* [Fragmento]:
La hora de las chicas superpoderosas, por Nicolás Pichersky
Películas como “Los Increíbles 2” y “Black Panther” actualizan los temas y problemáticas del género en un tiempo de creciente protagonismo femenino.
Ya era tiempo. Diez años pasaron de Los Increíbles, una de las películas más perfectas de Pixar, esa maquinaria humana que amalgama al mismo tiempo desarrollo audiovisual de punta con una asombrosa sensibilidad creativa. Entre sus bondades la primera parte apelaba al mejor cine de aventuras clásico, a la mirada autoconsciente (como Watchmen pero sin tanta circunspección) y a los conflictos familiares del american dream.
Pero también algo más, inquietante y lúcido: la misión del villano –que todo el mundo sea “súper”, para que entonces nadie lo sea, en una visión de la “igualdad socialista” como peligro, típica del Hollywood macartista de los 50– para nosotros, educados directa o veladamente al calor de los cambios culturales de los 70, nos enfrentaba al famoso prólogo y axioma ético-político de El Eternauta. Ya no se trataba del superador “héroe colectivo” propugnado por Oesterheld, sino (ahora y como antes) de la familia como héroe.

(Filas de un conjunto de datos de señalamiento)
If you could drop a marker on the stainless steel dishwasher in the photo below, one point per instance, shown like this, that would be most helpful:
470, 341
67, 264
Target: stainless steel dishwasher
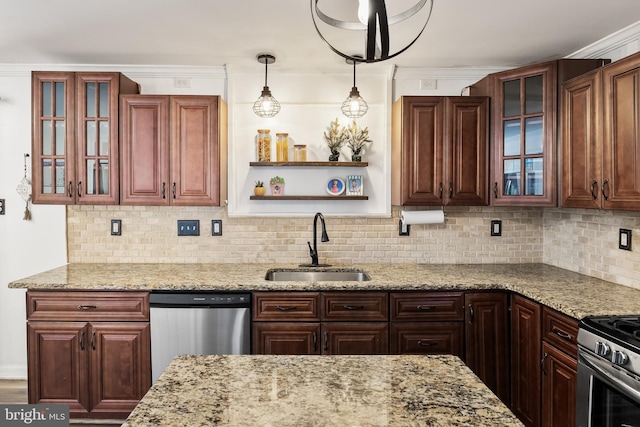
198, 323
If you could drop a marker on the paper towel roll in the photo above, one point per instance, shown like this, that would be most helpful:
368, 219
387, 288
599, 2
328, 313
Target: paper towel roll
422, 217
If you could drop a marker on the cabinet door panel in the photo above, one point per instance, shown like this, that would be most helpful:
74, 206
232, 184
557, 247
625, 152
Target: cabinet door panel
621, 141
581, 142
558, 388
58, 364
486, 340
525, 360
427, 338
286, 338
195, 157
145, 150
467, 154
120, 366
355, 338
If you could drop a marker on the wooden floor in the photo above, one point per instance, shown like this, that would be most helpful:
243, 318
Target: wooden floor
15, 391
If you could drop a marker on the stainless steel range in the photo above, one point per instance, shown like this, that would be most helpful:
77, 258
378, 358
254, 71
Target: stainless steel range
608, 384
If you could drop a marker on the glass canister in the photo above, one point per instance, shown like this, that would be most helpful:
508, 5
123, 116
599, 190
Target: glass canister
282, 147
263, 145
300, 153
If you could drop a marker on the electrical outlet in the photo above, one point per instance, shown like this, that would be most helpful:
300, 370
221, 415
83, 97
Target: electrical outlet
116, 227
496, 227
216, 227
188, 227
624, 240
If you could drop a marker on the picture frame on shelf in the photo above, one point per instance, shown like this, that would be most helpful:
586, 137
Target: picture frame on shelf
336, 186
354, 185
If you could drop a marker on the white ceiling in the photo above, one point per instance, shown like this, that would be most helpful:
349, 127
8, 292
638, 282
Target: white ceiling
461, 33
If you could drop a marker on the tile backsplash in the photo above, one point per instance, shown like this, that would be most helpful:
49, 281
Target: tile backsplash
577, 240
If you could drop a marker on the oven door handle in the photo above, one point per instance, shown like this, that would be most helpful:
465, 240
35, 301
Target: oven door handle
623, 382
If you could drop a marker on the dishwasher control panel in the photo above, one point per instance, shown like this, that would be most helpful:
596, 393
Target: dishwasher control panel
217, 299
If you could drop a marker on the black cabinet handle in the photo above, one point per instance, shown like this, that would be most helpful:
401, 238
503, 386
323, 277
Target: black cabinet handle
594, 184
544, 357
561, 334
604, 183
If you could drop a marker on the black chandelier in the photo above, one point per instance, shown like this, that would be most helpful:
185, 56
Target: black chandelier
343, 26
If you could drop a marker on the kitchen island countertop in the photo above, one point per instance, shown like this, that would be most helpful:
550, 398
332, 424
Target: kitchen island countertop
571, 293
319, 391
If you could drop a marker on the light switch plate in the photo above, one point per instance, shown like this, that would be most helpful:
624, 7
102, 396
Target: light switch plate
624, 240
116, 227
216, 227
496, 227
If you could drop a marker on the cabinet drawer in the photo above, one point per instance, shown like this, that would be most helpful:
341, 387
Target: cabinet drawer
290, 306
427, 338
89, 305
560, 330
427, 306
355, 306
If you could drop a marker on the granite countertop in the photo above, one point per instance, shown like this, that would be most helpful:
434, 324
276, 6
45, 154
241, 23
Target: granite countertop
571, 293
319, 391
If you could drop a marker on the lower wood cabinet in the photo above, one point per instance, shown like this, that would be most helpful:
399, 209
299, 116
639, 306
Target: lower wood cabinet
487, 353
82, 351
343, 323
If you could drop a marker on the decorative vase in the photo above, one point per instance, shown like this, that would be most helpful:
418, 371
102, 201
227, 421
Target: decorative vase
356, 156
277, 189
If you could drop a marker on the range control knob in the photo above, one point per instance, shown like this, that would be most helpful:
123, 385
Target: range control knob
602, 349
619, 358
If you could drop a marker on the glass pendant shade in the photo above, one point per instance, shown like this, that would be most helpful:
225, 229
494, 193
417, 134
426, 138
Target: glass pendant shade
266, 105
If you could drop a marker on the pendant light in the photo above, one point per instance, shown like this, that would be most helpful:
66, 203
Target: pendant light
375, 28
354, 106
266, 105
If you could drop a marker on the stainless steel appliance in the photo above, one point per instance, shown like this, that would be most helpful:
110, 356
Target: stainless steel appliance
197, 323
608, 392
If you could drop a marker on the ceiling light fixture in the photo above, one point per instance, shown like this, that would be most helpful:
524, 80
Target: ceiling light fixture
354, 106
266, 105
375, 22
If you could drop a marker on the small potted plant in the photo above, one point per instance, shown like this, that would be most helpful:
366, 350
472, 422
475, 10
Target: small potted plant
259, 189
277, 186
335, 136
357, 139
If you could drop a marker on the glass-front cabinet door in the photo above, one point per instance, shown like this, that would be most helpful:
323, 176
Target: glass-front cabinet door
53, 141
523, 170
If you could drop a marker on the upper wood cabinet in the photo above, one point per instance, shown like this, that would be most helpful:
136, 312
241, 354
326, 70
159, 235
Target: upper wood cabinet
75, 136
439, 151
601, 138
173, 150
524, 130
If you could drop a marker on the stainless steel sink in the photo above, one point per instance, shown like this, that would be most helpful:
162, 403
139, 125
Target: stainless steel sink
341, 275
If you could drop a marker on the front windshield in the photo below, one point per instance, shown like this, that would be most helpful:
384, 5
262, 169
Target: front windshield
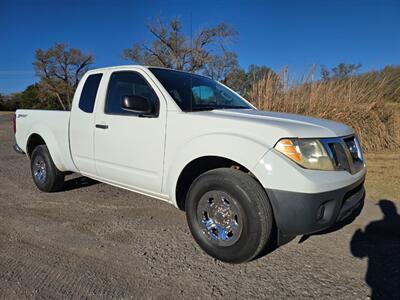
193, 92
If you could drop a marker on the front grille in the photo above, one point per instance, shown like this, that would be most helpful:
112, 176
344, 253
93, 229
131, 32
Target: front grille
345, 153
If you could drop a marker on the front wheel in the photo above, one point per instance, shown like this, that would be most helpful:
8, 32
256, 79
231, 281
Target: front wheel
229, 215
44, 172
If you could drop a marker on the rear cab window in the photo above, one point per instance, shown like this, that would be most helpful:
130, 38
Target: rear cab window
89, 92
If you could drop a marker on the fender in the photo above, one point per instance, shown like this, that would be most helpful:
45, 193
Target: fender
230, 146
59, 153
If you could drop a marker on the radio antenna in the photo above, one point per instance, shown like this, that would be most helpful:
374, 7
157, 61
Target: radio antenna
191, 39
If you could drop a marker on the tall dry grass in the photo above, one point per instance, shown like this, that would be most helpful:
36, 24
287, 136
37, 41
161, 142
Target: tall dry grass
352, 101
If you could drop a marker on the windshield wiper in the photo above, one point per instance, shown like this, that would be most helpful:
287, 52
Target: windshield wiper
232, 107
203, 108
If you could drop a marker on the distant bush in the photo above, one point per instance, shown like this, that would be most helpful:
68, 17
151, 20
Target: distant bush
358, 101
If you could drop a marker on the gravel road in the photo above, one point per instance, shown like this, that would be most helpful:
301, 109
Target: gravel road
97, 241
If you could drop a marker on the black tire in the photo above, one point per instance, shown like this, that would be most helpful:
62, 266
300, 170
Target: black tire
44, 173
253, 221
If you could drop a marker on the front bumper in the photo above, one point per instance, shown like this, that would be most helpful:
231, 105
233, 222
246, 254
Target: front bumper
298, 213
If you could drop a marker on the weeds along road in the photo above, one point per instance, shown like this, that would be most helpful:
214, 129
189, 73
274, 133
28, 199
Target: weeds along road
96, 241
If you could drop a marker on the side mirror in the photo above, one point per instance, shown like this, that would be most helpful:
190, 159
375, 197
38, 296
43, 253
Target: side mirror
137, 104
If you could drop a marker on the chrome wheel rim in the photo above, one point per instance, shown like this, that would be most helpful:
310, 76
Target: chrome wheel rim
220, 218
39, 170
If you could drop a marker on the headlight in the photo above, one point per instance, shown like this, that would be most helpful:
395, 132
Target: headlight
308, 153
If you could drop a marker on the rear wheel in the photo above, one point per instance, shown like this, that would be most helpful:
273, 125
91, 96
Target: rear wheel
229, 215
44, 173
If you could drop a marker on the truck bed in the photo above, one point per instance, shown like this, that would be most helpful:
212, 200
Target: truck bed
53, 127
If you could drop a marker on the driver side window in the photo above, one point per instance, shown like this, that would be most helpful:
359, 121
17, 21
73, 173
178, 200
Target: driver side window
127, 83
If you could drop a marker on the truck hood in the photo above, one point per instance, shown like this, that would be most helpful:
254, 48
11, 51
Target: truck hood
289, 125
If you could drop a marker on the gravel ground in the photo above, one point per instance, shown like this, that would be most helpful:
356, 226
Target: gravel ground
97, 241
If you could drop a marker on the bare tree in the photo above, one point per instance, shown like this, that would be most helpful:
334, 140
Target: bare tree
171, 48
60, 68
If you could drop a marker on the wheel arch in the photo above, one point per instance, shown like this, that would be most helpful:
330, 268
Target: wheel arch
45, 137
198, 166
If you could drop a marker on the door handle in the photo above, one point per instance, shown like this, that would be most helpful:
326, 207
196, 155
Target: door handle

* [Tarea solicitada 1]: Transcriba del fragmento todo lo que va desde "Ya era tiempo." hasta "del american dream.".
* [Tarea solicitada 2]:
Responda, según el fragmento, las siguientes preguntas:
(a) ¿Cuántos años pasaron desde Los Increíbles?
(b) ¿Qué obra se menciona como ejemplo de mirada autoconsciente?
(c) ¿Qué tipo de héroe propugnaba Oesterheld?

* [Solución propuesta 1]:
Ya era tiempo. Diez años pasaron de Los Increíbles, una de las películas más perfectas de Pixar, esa maquinaria humana que amalgama al mismo tiempo desarrollo audiovisual de punta con una asombrosa sensibilidad creativa. Entre sus bondades la primera parte apelaba al mejor cine de aventuras clásico, a la mirada autoconsciente (como Watchmen pero sin tanta circunspección) y a los conflictos familiares del american dream.

* [Solución propuesta 2]:
(a) Diez años.
(b) Watchmen.
(c) El "héroe colectivo".